MATERIAL SHOWN:
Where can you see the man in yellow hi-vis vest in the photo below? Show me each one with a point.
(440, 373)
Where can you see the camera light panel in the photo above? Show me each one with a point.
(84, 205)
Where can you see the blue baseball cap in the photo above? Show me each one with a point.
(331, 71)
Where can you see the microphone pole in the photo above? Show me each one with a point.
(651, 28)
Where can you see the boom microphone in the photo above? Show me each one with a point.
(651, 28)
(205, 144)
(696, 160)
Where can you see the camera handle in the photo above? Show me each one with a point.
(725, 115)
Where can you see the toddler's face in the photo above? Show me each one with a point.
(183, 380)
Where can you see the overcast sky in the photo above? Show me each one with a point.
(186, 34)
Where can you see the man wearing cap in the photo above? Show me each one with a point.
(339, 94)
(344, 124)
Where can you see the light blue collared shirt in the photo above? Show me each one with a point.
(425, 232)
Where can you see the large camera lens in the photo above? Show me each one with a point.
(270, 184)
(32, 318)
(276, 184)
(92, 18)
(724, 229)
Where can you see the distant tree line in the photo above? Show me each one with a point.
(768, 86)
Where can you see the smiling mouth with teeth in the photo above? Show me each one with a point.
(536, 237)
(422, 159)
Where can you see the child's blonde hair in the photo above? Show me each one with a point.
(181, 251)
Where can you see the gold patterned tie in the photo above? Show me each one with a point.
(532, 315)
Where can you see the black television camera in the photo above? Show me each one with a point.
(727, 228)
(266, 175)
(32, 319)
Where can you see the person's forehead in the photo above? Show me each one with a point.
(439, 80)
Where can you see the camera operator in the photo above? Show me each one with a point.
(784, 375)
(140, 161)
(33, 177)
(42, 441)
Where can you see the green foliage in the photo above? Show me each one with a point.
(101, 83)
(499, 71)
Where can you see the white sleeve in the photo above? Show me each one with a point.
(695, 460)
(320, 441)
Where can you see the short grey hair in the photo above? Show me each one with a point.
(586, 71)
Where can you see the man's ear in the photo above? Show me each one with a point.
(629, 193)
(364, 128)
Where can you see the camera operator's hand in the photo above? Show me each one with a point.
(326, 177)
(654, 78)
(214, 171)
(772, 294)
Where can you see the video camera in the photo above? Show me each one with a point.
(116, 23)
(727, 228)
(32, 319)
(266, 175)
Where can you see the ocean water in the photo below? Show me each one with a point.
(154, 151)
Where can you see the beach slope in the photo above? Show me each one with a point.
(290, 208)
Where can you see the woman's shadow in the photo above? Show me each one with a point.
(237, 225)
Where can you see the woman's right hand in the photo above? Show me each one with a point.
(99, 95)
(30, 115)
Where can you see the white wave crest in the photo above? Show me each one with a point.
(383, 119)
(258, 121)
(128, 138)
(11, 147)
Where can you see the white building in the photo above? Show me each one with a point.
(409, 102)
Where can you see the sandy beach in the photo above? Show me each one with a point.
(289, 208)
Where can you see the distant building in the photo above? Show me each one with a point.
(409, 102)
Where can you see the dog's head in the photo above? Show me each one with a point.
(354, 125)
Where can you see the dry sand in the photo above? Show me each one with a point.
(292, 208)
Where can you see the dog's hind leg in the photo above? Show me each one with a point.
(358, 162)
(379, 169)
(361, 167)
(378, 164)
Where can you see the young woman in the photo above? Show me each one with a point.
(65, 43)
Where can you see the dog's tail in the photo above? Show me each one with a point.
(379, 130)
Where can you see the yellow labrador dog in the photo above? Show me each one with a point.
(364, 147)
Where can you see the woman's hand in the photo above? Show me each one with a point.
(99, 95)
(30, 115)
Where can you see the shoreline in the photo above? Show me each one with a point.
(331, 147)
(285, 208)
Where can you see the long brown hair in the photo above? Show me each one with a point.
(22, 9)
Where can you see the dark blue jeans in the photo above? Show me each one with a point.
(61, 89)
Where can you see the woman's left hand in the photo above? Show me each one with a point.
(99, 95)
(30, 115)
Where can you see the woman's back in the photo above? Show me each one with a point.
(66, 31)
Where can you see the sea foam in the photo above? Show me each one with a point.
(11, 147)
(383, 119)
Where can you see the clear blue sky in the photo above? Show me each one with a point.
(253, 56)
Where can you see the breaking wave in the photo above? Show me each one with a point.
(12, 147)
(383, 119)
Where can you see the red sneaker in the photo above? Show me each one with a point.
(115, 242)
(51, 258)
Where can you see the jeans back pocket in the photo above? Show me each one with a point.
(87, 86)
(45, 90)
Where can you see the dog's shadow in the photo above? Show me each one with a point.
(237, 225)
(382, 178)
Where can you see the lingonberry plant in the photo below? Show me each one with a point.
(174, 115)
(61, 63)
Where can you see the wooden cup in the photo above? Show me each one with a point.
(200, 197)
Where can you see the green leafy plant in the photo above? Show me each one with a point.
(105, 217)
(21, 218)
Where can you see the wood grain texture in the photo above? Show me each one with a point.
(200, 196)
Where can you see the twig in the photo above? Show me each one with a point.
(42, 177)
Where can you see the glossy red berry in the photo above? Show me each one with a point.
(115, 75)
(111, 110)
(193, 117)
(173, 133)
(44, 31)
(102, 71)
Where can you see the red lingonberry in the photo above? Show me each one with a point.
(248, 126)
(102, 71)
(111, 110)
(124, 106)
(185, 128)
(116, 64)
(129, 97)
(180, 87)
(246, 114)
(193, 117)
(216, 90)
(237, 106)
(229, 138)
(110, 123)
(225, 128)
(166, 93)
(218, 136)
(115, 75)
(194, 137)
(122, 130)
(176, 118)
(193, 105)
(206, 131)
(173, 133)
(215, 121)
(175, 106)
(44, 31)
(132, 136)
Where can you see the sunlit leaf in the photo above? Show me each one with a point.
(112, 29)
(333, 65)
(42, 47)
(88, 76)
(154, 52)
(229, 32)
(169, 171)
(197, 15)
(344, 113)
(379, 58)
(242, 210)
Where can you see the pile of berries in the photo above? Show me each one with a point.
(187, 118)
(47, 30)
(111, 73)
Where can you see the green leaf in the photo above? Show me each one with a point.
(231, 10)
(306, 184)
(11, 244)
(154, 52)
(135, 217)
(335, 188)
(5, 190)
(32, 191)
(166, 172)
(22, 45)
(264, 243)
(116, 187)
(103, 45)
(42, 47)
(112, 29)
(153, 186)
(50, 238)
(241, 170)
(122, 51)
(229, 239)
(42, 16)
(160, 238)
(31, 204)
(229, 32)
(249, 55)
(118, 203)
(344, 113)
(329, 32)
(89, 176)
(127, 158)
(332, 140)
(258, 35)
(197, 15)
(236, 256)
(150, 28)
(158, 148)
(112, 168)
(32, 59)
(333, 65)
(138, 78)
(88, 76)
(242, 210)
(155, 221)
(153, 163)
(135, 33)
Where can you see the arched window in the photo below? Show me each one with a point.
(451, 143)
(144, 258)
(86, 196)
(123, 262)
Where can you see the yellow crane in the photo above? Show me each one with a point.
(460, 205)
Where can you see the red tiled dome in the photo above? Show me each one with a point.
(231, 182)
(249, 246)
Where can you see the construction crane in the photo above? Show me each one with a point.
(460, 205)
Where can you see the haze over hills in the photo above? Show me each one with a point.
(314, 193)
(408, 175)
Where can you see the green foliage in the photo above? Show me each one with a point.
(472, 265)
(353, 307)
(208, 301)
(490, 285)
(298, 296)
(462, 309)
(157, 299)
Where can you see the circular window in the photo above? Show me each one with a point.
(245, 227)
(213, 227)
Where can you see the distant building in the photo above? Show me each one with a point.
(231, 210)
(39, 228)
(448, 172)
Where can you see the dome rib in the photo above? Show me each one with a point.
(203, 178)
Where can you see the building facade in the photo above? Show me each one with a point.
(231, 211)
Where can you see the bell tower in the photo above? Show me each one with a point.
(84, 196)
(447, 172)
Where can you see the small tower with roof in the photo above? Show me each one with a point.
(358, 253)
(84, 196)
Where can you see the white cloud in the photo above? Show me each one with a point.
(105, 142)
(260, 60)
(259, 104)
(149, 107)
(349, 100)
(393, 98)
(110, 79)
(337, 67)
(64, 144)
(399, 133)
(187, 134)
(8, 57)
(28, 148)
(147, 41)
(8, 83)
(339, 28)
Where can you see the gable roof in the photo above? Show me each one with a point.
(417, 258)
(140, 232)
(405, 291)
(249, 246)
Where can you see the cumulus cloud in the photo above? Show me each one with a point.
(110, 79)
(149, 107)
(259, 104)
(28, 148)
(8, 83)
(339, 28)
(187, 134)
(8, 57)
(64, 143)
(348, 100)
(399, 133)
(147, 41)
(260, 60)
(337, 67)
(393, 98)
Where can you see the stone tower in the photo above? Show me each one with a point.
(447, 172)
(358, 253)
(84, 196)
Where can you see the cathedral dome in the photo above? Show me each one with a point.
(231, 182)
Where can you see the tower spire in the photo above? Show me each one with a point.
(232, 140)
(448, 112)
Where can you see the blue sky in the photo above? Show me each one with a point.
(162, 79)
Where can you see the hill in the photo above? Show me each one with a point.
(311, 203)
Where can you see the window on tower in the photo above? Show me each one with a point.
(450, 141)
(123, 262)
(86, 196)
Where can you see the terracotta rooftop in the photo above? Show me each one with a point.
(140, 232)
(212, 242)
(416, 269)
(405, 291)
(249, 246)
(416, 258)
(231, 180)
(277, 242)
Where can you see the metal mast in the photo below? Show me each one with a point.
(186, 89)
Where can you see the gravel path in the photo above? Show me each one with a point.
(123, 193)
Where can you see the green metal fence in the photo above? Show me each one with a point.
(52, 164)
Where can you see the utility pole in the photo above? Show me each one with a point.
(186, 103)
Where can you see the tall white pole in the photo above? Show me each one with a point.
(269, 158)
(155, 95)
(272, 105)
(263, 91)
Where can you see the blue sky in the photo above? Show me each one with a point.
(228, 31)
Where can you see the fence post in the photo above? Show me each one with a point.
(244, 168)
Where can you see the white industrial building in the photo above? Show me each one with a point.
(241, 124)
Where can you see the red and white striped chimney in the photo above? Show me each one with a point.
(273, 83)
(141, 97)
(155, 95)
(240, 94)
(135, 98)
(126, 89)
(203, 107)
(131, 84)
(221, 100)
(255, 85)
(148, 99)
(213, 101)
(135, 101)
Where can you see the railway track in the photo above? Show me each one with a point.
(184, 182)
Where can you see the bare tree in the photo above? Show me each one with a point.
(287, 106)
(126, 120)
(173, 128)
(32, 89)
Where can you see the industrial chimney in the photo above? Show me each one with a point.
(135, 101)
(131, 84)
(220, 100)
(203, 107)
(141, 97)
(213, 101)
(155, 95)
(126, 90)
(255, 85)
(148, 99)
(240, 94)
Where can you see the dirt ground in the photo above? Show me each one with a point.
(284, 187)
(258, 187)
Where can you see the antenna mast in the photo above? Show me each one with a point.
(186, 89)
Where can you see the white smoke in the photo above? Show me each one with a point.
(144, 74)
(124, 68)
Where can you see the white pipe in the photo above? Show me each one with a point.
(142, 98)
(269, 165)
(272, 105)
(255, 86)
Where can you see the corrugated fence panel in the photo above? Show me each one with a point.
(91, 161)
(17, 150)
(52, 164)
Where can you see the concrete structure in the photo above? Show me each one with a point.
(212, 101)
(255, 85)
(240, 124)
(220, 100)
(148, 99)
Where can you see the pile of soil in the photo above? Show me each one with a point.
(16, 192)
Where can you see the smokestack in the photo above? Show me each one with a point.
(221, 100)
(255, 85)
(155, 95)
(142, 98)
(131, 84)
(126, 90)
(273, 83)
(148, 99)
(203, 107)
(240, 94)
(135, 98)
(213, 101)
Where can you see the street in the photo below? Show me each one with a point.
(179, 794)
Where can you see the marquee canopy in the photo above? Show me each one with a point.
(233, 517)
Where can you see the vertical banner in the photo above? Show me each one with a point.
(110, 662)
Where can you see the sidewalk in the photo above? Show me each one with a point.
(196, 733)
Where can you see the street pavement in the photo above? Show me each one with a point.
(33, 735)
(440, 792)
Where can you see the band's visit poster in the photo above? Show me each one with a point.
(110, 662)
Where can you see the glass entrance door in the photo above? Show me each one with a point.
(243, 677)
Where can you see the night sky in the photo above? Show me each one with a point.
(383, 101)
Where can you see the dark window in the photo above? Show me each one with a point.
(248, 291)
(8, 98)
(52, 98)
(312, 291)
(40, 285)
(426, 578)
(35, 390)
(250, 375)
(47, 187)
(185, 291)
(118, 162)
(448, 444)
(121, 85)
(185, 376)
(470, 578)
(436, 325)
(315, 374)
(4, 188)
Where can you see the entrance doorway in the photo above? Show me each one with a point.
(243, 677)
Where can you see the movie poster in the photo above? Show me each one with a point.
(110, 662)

STATED EXERCISE:
Every line from the one containing "Where can you see the pile of soil" through the last line must be copied exactly; leave out the rest.

REPLY TO THE TASK:
Where can you see the pile of soil in the photo above? Show me each one with a point.
(16, 192)
Where can you see the smokestack in the photo above? Show me each one with a point.
(221, 100)
(255, 85)
(155, 95)
(142, 98)
(131, 84)
(126, 90)
(273, 83)
(148, 99)
(203, 107)
(240, 94)
(135, 98)
(213, 101)
Where can you see the street in the photo below? Show me each one with a point.
(179, 794)
Where can you see the marquee canopy in the photo above? Show me each one with a point.
(233, 517)
Where can you see the vertical banner in the photo above? Show me each one with a point.
(110, 662)
Where can you see the sidewalk in the photo above? Show me each one with a point.
(196, 733)
Where can you see the street pavement in the photo above? Show me each one with a point.
(33, 735)
(440, 792)
Where can you see the band's visit poster in the photo above? Show me each one with a point.
(110, 662)
Where can you see the glass entrance door in the photo above? Show me each one with a point.
(243, 677)
Where can you see the night sky in the photo above? Show me each one with a point.
(383, 101)
Where can you see the dark window in the photo above? Show me each one with a point.
(248, 291)
(8, 98)
(52, 98)
(312, 291)
(40, 285)
(426, 578)
(35, 390)
(250, 375)
(47, 187)
(185, 291)
(118, 162)
(448, 444)
(121, 85)
(185, 376)
(470, 578)
(436, 325)
(315, 374)
(4, 188)
Where can you see the entrance doorway in the photo above? Show me each one with a point.
(243, 677)
Where can you see the movie poster in the photo above? Show me each one with a point.
(110, 662)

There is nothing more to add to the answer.